» **Recorded data**

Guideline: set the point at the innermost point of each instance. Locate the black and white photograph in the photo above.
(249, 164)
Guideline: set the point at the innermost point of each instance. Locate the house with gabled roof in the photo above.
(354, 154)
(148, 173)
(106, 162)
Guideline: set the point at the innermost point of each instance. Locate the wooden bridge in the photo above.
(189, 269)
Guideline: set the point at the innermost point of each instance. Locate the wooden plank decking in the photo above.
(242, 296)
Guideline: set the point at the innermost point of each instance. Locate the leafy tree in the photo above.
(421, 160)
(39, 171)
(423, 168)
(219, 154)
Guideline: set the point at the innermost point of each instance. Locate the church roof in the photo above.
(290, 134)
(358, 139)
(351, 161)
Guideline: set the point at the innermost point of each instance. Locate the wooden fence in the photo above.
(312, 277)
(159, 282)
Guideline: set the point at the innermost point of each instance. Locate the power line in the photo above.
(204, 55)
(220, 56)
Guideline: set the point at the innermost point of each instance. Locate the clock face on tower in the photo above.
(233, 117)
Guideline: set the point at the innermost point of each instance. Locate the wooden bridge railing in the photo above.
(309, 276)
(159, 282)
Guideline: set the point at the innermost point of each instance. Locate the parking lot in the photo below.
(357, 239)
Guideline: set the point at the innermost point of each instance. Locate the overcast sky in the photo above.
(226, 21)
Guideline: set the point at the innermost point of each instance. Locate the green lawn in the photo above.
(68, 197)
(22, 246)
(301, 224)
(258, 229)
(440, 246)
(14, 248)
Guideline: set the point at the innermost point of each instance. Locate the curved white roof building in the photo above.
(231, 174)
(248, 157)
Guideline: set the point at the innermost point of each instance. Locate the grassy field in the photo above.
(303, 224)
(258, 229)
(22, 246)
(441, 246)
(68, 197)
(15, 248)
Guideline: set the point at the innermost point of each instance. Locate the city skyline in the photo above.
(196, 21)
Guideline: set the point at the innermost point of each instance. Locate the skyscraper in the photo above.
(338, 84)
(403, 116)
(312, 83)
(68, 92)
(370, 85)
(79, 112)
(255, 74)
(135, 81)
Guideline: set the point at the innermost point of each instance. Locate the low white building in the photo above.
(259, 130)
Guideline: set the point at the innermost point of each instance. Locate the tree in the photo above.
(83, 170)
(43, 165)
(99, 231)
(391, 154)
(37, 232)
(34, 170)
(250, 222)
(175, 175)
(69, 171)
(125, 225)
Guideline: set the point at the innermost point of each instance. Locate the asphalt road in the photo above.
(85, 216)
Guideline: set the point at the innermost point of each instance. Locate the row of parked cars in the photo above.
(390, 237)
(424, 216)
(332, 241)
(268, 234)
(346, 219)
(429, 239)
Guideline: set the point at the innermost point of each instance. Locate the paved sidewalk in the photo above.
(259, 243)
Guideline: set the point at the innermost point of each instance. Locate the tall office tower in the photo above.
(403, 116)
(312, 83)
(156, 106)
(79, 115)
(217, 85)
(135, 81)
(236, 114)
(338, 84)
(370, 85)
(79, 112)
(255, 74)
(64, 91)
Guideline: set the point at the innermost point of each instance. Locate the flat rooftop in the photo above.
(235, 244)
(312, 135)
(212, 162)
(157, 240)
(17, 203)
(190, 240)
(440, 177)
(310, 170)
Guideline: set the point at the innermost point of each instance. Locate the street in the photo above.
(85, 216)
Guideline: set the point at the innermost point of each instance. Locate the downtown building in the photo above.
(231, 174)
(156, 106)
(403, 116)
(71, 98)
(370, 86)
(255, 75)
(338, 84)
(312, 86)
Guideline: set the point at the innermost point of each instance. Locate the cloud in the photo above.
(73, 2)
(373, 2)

» **Your objective**
None of the records may be omitted; each is to be printed exactly.

» **Response for this exercise**
Guideline: set the point at the innermost point of each instance. Locate the black and white photograph in the photo above.
(249, 164)
Guideline: set the point at the innermost point of each instance. Locate the house with gabled roof in the photo above.
(354, 154)
(148, 173)
(106, 162)
Guideline: set the point at the innermost point of each instance. Locate the wooden bridge in the photo above.
(189, 269)
Guideline: set the point at the innermost point of each instance. Locate the wooden plank decking in the photo above.
(242, 296)
Guideline: set the point at the innermost point of each instance. Locate the leafy tree in the photo above.
(421, 160)
(39, 171)
(423, 168)
(219, 154)
Guideline: set the point at the innermost point of each instance. Locate the church roof in the photo above.
(290, 134)
(358, 139)
(351, 161)
Guideline: set the point at the innermost point of each instance. Locate the wooden fence in the photo above.
(312, 277)
(159, 282)
Guideline: set the point at the innermost point of each instance. Locate the power line in the photo above.
(204, 55)
(220, 56)
Guideline: set the point at the innermost point of each instance. Locate the clock face on tower in the photo above.
(233, 117)
Guideline: set the point at the innermost point of each instance. Locate the wooden bridge railing in the photo above.
(309, 276)
(159, 282)
Guideline: set the point at the innermost point of each instance. Locate the parking lot in the photo below.
(357, 239)
Guideline: set the point at the innermost point of each instance. Locate the overcast sky in the photo above.
(226, 21)
Guideline: set the point at the innermost point of each instance. Locate the green lawn in the photo above.
(68, 197)
(22, 246)
(301, 224)
(258, 229)
(440, 246)
(14, 248)
Guideline: set the point at the innermost point of each instance. Locate the curved white roof building in the photo above.
(231, 174)
(248, 157)
Guideline: set the point at the innermost point of each instance. Locate the grassy field in the photo above.
(303, 224)
(258, 229)
(22, 246)
(441, 246)
(68, 197)
(15, 248)
Guideline: set the point at the innermost point of each instance. Locate the city skyline in the photo above.
(196, 21)
Guideline: set the point at the innermost point of each instance. Locate the skyscraper in the photo above.
(338, 84)
(403, 116)
(312, 83)
(68, 92)
(370, 85)
(79, 112)
(255, 74)
(135, 81)
Guideline: set the point at the innermost point of each instance. Locate the low white building in the photo above.
(259, 130)
Guideline: set the point at the innermost point of each instance. Locate the tree in the photo above.
(83, 170)
(43, 165)
(99, 231)
(391, 154)
(37, 232)
(34, 170)
(250, 222)
(175, 175)
(69, 171)
(125, 225)
Guideline: set the point at the innermost point of each instance. Locate the asphalt road in the photo above.
(85, 216)
Guideline: set the point at the innermost point of each instance. Locate the row of parked cars in the photo above.
(390, 237)
(424, 216)
(332, 241)
(268, 234)
(346, 219)
(429, 239)
Guideline: set the point at the innermost point of each instance. Locate the paved sidewalk in the photo above.
(259, 243)
Guideline: set the point at the innermost point of each instance. Locate the tall office tower in the photo above.
(403, 116)
(312, 83)
(156, 106)
(79, 115)
(217, 85)
(135, 81)
(236, 114)
(338, 84)
(370, 85)
(79, 112)
(255, 74)
(64, 91)
Guideline: set the point at the innermost point of each instance. Locate the flat rooftop in the photo above.
(235, 244)
(312, 135)
(212, 162)
(157, 240)
(17, 203)
(190, 240)
(440, 177)
(310, 170)
Guideline: set the point at the innermost point of each instance. Locate the street in the photo above.
(85, 216)
Guideline: set the point at the innermost point of each instance. Locate the downtown building in the photo above.
(231, 174)
(156, 106)
(403, 116)
(71, 98)
(370, 86)
(255, 75)
(338, 84)
(312, 86)
Guideline: set the point at the innermost point of each instance. Locate the cloud in the photo above.
(73, 2)
(373, 2)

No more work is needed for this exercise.